## TASK DESCRIPTION
Only the lines from the one with "Could you please indicate the light" onward are wanted, through the last line of the entries, set down exactly.

## Part of a data file
▬▬▬▬▬▬▬▬▬▬
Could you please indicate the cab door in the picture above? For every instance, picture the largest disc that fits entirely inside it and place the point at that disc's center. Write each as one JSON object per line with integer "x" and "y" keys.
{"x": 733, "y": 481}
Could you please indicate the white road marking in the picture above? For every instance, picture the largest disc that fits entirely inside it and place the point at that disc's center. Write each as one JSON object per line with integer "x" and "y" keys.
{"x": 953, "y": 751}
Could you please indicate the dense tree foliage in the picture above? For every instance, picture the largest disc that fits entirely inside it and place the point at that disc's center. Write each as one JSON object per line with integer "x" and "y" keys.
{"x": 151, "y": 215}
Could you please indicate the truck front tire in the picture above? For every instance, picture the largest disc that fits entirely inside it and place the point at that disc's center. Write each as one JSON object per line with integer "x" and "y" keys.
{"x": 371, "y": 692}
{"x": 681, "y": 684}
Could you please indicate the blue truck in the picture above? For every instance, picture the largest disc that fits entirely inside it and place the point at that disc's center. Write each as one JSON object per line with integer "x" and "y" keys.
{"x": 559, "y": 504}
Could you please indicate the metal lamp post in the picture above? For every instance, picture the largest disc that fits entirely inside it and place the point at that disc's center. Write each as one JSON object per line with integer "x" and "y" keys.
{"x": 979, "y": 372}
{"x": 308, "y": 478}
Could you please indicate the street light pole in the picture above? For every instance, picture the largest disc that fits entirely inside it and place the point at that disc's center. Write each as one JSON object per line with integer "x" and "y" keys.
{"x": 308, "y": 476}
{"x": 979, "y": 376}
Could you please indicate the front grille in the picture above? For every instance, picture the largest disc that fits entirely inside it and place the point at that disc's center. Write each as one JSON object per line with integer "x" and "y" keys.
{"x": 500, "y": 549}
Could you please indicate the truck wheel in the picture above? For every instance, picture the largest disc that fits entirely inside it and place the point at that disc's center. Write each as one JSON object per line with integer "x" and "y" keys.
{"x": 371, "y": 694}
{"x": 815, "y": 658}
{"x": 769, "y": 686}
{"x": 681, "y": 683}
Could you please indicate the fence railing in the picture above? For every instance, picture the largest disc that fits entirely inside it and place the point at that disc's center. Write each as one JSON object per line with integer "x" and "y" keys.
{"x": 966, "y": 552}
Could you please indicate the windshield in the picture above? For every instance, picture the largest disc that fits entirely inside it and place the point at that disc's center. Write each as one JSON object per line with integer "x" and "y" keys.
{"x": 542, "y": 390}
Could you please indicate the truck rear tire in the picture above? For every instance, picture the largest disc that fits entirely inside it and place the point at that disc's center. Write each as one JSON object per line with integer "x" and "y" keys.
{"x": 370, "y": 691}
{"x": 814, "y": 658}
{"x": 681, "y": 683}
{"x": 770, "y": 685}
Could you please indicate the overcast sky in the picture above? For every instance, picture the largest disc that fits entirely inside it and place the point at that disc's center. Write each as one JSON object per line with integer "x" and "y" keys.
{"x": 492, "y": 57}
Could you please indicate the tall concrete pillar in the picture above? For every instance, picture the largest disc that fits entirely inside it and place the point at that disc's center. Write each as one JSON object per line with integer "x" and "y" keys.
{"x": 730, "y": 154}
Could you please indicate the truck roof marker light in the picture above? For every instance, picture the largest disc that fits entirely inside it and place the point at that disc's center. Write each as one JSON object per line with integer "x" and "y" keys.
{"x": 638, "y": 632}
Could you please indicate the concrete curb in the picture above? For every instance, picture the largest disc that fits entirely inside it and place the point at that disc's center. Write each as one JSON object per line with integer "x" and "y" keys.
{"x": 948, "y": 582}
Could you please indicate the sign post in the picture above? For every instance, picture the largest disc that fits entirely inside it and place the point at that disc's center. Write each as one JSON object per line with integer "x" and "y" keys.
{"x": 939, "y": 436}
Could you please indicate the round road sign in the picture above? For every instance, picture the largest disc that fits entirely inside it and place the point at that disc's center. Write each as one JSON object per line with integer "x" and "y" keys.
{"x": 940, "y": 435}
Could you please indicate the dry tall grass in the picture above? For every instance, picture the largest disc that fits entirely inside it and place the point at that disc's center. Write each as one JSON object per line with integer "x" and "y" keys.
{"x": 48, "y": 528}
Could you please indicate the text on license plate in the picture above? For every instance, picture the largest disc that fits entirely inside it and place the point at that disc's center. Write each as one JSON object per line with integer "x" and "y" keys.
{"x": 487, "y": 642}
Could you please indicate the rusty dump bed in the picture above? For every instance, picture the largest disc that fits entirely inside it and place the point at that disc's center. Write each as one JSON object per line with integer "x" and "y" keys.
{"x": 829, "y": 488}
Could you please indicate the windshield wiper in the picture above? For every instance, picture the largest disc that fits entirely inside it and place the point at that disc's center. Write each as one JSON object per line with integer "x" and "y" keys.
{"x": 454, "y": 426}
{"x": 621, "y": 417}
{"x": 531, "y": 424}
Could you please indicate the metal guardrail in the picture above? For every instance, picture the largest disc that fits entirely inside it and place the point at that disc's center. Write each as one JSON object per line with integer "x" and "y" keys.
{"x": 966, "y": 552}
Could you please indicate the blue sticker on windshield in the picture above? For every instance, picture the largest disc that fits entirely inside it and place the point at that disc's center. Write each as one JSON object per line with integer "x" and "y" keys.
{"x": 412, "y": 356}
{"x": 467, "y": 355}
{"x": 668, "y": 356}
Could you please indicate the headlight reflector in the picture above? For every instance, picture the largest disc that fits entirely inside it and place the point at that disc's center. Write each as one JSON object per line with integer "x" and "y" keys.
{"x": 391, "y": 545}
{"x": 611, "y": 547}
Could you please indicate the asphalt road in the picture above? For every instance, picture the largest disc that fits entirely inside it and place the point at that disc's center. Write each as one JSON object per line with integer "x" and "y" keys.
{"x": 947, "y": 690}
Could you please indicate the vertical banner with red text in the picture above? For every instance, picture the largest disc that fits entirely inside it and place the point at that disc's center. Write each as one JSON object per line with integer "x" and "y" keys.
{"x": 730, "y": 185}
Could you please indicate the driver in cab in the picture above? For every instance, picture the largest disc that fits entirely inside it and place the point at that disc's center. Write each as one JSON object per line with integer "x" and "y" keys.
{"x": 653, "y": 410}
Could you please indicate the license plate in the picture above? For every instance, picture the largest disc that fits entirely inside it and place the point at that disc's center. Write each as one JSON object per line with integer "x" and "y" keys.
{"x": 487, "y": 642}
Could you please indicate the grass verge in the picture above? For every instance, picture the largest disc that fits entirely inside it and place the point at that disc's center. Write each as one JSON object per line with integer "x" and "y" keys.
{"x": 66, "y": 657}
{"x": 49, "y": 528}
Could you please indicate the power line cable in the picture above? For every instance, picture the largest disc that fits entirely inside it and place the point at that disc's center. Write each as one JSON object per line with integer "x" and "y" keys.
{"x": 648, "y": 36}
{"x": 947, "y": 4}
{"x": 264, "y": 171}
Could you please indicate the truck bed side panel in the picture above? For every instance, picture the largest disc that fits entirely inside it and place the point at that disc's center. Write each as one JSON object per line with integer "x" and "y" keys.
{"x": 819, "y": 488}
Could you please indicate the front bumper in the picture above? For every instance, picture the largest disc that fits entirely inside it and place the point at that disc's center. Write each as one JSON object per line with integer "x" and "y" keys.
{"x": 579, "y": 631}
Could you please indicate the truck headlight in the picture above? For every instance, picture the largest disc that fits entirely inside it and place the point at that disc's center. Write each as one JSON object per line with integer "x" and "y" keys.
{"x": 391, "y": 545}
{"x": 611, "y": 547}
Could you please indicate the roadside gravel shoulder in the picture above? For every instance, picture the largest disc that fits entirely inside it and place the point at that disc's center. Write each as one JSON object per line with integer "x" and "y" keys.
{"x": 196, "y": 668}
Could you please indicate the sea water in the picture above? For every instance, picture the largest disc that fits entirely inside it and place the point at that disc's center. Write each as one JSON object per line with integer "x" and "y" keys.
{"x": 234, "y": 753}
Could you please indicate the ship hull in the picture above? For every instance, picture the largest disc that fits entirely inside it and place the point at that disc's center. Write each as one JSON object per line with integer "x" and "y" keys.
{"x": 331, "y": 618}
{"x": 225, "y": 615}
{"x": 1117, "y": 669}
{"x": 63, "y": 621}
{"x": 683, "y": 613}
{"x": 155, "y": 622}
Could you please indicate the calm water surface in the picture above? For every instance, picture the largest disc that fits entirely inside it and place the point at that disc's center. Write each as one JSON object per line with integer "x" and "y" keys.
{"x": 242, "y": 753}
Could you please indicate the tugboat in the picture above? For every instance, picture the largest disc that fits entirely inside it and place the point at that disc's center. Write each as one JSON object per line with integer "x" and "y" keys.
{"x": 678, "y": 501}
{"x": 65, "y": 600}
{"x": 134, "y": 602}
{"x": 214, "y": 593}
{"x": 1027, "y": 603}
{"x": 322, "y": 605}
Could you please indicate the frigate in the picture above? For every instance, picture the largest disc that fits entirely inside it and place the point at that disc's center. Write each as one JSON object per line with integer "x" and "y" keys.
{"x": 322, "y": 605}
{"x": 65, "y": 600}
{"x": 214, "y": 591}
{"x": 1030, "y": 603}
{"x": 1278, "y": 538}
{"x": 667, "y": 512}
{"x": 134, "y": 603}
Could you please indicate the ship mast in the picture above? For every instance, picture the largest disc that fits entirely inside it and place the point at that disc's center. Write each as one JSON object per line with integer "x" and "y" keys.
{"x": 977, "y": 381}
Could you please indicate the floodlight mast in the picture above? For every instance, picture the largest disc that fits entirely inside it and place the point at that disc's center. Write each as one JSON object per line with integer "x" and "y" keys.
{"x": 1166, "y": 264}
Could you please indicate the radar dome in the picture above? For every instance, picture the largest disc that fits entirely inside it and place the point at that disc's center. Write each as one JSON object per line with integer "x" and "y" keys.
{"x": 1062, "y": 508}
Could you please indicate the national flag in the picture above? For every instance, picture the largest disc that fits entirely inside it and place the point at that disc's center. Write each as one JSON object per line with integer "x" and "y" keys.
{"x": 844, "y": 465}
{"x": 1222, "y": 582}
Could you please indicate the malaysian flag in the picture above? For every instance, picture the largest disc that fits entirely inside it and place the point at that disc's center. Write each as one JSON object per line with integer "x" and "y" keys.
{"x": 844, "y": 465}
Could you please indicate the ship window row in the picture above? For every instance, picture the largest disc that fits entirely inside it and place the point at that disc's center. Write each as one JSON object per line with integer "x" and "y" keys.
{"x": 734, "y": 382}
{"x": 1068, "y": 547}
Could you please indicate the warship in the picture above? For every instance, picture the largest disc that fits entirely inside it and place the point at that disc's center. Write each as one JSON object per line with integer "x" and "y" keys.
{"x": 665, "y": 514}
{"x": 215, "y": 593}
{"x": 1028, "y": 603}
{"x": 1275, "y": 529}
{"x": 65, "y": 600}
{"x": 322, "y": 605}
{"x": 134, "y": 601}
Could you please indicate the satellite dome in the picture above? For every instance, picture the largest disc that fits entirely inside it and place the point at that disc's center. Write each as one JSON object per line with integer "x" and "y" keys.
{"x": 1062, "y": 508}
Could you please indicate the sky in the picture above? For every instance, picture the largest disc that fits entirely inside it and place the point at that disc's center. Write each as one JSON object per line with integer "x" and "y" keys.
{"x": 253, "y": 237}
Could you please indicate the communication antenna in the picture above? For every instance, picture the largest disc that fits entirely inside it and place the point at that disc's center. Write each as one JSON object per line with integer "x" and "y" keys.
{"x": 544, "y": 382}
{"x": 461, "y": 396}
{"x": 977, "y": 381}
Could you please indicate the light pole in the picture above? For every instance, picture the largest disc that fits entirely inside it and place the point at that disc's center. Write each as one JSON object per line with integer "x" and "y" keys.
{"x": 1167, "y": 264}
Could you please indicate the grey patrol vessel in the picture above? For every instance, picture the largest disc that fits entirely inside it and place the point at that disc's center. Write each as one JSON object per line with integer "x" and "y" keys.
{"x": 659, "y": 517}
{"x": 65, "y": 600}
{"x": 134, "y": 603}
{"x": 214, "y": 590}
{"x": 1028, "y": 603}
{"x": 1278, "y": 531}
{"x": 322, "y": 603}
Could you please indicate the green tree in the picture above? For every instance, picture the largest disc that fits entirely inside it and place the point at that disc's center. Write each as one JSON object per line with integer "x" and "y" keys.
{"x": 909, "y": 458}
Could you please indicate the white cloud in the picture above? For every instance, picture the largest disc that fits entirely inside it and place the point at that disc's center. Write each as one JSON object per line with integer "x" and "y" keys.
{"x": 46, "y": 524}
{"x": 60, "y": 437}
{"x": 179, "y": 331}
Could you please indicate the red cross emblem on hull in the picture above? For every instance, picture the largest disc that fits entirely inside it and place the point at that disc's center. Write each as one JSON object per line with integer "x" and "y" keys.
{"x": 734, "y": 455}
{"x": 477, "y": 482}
▬▬▬▬▬▬▬▬▬▬
## ANSWER TO THE EXERCISE
Could you please indicate the light pole in the picture above? For every instance, picture the largest disc that fits entirely inside it and place the point at that disc's center. Write each as one JSON object per line with integer "x" and "y" keys.
{"x": 1167, "y": 264}
Could you please indicate the grey patrol vessel in the picture above? For every instance, picture the largest disc that fits entirely inside it and place the point at that disc's center. Write each as one JSON object per line with integer "x" and "y" keys.
{"x": 659, "y": 517}
{"x": 65, "y": 600}
{"x": 134, "y": 603}
{"x": 214, "y": 590}
{"x": 1028, "y": 603}
{"x": 1278, "y": 531}
{"x": 322, "y": 603}
Could you please indicate the green tree in the picture above? For every instance, picture the largest disc that fits entirely inside it and place the point at that disc's center. Write each as one JSON object per line with integer "x" and "y" keys.
{"x": 909, "y": 458}
Could you please indicate the white cloud in the picture above? For every instance, picture the largest disc that fits entirely inside it and place the point at that disc's center. Write each as one JSON object per line with integer "x" and "y" keys.
{"x": 46, "y": 524}
{"x": 60, "y": 437}
{"x": 179, "y": 331}
Could you please indicate the red cross emblem on hull in the picture above? For every instance, picture the largest disc that fits entirely inside it and place the point at that disc's center. Write each as one JSON object per line with integer "x" and "y" keys.
{"x": 734, "y": 455}
{"x": 477, "y": 482}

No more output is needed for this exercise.